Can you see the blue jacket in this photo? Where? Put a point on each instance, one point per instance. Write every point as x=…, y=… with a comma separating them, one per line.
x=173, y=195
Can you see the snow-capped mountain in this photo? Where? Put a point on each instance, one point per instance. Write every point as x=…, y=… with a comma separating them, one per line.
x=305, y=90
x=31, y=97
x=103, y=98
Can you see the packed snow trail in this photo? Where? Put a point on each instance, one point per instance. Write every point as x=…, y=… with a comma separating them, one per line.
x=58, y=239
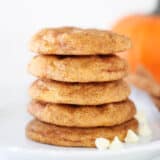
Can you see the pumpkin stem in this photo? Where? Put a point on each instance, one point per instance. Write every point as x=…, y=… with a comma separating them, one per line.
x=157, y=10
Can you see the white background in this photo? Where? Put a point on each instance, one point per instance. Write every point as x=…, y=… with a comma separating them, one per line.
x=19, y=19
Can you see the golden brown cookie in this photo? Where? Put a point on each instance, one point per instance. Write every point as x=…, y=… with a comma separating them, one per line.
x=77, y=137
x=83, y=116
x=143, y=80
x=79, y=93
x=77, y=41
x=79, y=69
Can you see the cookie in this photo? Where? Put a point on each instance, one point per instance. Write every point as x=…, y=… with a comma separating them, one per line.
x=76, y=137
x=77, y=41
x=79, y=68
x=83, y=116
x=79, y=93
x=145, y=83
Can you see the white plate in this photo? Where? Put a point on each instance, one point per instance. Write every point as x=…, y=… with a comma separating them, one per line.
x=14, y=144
--
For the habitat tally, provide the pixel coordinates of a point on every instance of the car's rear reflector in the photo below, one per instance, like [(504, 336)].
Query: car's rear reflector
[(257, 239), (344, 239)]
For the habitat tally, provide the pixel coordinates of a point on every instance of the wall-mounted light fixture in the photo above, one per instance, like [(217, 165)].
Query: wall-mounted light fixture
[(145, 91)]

** Exercise **
Check each line of the entries above for the string "habitat", and return those that contain it.

** Answer to the exercise **
For the habitat tally, provide the pixel coordinates of a point on every instance of the car's rear reflector in the photo below, one per instance, like [(504, 336)].
For the habitat tally, provide the pixel coordinates of a point on every instance of the wall-mounted light fixture in the photo above, one per instance, like [(217, 165)].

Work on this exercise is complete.